In the data below, starting at the line containing "Presence check: is any tiled" and ending at the line containing "Presence check: is any front", change "Presence check" to "Detection check" and give back only those lines, with nothing else altered.

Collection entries
=====
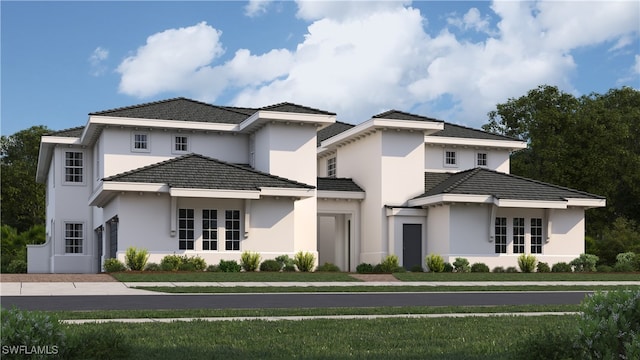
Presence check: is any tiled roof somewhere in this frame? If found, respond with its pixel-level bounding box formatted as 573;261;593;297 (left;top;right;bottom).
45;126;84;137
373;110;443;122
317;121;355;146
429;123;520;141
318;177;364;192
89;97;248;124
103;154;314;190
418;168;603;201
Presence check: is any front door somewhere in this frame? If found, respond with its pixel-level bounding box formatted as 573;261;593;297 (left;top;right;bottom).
=====
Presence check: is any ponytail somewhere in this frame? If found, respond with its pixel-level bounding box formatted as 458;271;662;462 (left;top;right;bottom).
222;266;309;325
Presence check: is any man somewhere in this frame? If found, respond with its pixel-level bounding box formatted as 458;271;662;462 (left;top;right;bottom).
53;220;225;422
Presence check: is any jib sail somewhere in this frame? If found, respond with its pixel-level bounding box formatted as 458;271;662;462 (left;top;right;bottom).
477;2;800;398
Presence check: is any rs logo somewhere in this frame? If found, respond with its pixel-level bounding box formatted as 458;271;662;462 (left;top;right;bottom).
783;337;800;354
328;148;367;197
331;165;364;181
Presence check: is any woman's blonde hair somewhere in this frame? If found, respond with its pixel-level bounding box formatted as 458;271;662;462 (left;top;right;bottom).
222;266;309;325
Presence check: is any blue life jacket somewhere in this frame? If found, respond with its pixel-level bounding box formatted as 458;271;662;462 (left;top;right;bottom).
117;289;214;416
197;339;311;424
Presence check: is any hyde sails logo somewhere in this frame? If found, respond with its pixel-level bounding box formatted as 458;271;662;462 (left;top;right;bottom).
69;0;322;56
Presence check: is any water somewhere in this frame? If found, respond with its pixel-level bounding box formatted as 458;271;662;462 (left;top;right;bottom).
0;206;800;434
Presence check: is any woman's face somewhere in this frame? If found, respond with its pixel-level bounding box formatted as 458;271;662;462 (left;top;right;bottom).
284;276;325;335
=====
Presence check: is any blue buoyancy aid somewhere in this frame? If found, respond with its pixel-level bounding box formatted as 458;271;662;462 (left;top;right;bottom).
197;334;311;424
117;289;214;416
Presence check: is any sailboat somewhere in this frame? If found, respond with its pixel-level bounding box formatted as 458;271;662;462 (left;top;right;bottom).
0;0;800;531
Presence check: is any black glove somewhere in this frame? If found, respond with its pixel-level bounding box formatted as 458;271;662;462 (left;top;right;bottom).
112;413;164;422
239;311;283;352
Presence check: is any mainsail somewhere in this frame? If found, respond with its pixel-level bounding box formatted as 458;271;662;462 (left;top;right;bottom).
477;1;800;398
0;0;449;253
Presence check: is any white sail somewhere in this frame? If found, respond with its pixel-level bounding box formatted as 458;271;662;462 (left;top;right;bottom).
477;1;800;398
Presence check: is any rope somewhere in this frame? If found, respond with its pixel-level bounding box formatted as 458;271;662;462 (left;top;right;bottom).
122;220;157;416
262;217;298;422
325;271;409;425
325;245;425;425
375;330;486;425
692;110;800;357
=====
* **THE COMPLETED TASK**
Detection check: is any tiled roof somewhere in this frame? If found, respond with its pixel-level bounding box formatted as 573;261;593;297 (left;top;right;bottom).
45;126;84;137
373;110;443;122
317;121;355;146
429;123;520;141
318;177;364;192
89;97;248;124
103;154;314;190
418;168;603;201
Detection check: is any front door somewhere in this frame? If found, respond with its pixel-level bounding box formatted as 573;261;593;297 (left;top;right;bottom).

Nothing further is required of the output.